● **Record set**:

⁂

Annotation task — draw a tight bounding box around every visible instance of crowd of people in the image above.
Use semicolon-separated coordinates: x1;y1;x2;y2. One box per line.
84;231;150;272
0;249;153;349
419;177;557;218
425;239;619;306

⁂

● **Direction**:
Update the listing above by replacing "crowd of people" with "group of people" and leaving everything else as it stands.

● **Task solution**:
Annotation task — draw a tight bounding box around every visible instance of group of people in the image above.
Use semicolon-separated coordinates: x1;y1;x2;y2. One box per line.
84;231;150;272
0;249;153;349
419;177;557;218
425;239;619;306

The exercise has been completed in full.